__TASK INSTRUCTIONS__
Update the lines beginning at the one that has "Segment every instance of the <item>small" and ending after the one that has "227 169 L 229", changing "simplified" to "reduced" and leaving everything else unchanged.

● ● ● ● ● ● ●

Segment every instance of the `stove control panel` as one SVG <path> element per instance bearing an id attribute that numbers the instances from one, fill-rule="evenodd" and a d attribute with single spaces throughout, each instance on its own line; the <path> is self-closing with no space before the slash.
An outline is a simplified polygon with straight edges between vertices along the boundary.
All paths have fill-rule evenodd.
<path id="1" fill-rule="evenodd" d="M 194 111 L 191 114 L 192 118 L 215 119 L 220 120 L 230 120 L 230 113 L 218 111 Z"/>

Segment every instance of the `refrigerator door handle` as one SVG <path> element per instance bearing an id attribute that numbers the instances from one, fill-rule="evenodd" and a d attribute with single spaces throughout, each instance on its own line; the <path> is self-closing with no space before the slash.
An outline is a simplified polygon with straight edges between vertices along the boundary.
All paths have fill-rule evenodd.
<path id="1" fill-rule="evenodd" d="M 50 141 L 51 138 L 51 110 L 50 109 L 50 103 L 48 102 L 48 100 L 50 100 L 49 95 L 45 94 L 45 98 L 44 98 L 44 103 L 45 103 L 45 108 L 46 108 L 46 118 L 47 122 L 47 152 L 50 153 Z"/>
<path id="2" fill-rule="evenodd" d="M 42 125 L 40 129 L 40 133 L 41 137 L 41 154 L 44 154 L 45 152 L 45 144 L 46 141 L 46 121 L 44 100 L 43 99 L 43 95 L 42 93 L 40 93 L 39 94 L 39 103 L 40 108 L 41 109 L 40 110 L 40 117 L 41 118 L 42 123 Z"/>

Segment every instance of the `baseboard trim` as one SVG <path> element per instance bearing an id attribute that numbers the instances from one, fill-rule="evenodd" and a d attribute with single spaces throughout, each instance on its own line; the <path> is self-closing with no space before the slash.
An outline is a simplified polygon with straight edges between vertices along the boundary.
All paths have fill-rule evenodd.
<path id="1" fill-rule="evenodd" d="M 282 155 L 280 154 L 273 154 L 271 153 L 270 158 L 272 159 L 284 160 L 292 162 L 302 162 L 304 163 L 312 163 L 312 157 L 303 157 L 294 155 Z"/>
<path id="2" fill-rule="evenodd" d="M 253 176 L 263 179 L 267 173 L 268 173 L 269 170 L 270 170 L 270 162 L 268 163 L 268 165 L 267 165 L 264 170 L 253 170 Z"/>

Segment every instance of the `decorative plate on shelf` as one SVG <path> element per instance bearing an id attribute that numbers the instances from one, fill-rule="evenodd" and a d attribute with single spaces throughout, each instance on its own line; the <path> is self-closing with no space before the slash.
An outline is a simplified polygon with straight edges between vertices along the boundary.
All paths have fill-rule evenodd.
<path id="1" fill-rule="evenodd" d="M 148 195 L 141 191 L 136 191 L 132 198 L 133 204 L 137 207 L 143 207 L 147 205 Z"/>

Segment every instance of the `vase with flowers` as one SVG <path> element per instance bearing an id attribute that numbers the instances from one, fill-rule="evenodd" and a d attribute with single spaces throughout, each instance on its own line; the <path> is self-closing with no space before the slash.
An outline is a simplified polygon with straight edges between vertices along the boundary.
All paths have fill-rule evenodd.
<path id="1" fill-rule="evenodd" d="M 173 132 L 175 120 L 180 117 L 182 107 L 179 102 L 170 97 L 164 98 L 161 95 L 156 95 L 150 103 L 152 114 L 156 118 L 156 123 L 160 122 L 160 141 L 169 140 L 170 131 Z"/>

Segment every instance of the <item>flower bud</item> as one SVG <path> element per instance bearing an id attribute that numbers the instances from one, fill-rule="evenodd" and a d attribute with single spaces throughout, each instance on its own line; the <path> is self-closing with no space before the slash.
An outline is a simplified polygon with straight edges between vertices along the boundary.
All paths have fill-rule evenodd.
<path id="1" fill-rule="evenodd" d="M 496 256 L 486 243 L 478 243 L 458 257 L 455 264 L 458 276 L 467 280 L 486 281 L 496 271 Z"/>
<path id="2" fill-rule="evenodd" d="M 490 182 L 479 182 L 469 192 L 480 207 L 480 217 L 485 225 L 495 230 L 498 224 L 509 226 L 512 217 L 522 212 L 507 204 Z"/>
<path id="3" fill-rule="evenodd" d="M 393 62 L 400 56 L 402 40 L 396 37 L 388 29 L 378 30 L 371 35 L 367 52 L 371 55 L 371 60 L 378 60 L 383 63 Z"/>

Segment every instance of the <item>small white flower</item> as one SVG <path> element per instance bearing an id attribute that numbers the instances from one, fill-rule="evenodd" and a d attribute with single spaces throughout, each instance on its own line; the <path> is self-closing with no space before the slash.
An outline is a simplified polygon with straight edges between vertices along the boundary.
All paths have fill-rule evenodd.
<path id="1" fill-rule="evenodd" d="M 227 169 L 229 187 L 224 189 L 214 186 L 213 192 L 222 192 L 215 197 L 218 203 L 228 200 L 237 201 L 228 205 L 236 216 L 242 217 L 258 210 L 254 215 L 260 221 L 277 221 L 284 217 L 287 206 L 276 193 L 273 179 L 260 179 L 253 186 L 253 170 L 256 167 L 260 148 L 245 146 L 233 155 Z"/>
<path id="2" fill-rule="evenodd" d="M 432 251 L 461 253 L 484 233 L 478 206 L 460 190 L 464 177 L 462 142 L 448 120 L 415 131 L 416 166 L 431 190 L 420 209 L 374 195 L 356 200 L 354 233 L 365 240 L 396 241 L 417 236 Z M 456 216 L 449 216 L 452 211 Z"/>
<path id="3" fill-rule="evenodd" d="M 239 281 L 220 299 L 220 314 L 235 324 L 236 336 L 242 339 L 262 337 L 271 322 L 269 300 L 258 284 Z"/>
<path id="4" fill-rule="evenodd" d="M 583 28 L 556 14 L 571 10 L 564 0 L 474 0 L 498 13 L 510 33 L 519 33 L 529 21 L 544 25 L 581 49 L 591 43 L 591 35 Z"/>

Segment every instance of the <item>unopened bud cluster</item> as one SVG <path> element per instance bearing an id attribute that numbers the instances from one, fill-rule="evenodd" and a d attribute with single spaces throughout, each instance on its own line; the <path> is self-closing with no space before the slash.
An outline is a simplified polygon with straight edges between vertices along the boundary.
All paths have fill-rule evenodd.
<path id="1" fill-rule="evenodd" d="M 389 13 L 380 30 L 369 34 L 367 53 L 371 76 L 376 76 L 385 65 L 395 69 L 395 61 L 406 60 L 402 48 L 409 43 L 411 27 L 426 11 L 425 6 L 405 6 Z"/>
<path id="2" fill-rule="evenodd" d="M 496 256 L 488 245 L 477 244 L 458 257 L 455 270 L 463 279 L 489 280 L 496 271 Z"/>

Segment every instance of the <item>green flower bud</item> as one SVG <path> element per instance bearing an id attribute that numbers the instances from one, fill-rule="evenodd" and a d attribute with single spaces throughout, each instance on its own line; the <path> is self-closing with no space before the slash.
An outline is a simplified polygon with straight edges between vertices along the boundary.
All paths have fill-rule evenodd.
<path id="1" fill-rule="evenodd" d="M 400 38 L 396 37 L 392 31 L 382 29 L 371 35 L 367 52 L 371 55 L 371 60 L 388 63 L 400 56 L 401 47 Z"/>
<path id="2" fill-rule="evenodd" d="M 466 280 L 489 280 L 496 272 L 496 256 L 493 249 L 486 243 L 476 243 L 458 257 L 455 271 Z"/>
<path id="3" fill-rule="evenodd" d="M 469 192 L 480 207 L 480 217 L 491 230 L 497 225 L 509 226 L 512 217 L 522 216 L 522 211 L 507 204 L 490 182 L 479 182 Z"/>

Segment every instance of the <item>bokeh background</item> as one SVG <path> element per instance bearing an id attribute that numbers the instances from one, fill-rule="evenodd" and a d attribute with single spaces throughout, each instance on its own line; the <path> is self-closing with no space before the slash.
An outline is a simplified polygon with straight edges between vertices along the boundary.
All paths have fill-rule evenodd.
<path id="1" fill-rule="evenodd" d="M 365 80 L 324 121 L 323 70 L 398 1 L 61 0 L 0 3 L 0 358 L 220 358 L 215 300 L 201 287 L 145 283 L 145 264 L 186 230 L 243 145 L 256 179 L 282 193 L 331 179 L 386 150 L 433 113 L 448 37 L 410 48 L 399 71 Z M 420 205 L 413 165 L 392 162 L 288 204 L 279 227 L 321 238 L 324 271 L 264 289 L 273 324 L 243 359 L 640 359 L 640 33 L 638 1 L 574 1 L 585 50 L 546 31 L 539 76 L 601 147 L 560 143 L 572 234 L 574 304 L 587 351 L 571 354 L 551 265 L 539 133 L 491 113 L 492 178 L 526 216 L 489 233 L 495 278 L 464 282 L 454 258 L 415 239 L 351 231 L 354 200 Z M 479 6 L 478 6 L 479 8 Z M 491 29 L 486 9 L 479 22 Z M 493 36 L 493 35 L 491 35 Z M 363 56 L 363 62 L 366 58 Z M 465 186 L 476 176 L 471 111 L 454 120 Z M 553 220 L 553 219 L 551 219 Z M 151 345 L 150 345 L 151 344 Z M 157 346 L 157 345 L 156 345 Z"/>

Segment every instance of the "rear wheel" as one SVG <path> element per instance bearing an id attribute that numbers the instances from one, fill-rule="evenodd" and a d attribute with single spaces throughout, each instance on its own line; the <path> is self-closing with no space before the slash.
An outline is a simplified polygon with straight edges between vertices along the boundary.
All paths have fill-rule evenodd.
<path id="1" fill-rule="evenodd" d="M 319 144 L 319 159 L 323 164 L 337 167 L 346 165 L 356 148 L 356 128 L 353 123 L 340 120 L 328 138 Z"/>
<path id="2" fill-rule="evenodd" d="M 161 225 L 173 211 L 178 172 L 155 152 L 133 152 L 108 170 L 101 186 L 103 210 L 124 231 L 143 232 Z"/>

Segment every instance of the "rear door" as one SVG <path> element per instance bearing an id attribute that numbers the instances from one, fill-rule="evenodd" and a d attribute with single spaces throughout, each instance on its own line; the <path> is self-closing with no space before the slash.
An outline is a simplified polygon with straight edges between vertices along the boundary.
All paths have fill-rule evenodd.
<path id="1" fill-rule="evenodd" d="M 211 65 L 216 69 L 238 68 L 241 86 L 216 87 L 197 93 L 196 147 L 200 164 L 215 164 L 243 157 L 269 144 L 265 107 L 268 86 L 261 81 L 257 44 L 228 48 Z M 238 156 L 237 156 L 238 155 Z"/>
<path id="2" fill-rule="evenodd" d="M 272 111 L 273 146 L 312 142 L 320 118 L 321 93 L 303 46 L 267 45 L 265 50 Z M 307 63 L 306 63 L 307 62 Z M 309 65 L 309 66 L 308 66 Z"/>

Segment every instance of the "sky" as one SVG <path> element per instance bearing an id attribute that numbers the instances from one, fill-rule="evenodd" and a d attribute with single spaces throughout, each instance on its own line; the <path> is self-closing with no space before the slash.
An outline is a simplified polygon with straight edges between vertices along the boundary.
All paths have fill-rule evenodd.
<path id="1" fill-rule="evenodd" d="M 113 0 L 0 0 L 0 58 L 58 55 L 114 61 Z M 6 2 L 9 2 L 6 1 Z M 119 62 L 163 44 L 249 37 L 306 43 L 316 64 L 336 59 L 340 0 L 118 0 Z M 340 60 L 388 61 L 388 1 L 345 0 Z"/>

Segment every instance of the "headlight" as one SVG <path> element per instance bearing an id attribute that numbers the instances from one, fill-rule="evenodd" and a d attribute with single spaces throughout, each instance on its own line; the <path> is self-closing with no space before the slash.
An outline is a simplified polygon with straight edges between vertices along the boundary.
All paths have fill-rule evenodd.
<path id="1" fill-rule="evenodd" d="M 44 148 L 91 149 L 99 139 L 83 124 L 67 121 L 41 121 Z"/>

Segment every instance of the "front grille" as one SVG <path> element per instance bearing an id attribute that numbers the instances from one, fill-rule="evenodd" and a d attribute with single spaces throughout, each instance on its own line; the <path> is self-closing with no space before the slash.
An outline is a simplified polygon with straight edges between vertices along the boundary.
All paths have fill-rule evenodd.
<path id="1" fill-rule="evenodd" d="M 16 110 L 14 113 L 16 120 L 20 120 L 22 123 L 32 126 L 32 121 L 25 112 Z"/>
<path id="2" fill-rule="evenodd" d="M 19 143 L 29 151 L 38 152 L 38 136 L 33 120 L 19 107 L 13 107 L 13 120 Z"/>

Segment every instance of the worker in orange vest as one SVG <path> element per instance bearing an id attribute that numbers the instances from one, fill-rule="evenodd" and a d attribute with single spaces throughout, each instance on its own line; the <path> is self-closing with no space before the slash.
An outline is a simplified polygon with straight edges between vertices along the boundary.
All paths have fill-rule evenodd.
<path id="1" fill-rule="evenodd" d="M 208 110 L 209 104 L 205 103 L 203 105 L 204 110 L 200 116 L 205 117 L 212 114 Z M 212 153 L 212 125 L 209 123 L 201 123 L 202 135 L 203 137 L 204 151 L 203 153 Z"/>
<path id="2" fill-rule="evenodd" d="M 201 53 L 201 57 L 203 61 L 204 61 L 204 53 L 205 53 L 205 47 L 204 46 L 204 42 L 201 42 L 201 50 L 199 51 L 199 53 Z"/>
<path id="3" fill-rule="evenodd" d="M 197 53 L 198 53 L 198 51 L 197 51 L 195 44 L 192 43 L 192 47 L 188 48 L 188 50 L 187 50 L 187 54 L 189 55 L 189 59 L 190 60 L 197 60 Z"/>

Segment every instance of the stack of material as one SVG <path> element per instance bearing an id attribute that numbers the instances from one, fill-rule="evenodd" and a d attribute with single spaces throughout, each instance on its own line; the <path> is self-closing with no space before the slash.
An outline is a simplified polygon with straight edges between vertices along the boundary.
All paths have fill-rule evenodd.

● ● ● ● ● ● ●

__EXERCISE ANSWER__
Segment every instance of the <item>small white flower</item> as one SVG <path> element per instance bearing an id attribute that numbers the instances from one, fill-rule="evenodd" and a d attribute with single spaces throughout, each instance on its own line; the <path> is self-closing with no space before the slash.
An outline is a reduced polygon with straight edges between vertices along the boundary.
All paths have fill-rule evenodd.
<path id="1" fill-rule="evenodd" d="M 227 169 L 229 187 L 224 189 L 214 186 L 213 192 L 222 192 L 215 197 L 218 203 L 228 200 L 237 201 L 228 205 L 236 216 L 242 217 L 258 210 L 254 215 L 260 221 L 277 221 L 284 217 L 287 206 L 276 193 L 273 179 L 260 179 L 253 186 L 253 170 L 256 167 L 260 148 L 245 146 L 233 155 Z"/>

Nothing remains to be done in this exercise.